**GOAL OF THE EXERCISE**
Please gather every line from the entries below that contains the word "surface", and copy each of those lines in full.

**RECORDS FOR THIS TASK**
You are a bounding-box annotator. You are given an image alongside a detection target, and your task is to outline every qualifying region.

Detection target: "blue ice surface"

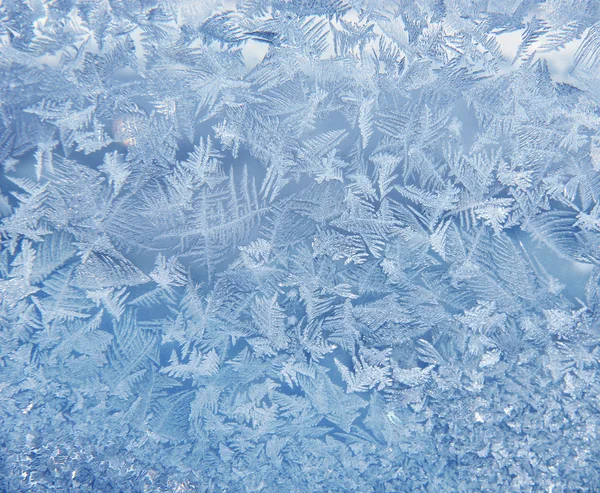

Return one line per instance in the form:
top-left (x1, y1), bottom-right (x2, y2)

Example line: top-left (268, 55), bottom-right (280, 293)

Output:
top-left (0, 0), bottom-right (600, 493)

---

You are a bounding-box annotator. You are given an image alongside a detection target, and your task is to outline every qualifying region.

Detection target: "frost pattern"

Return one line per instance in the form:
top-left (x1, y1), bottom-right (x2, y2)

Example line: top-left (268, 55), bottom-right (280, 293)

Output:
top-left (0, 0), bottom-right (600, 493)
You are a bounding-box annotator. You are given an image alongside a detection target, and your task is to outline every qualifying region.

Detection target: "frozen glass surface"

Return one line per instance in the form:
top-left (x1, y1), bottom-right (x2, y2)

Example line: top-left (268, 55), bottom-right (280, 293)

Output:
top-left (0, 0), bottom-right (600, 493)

**TASK SOLUTION**
Detection target: "blue ice surface"
Detection target: "frozen glass surface"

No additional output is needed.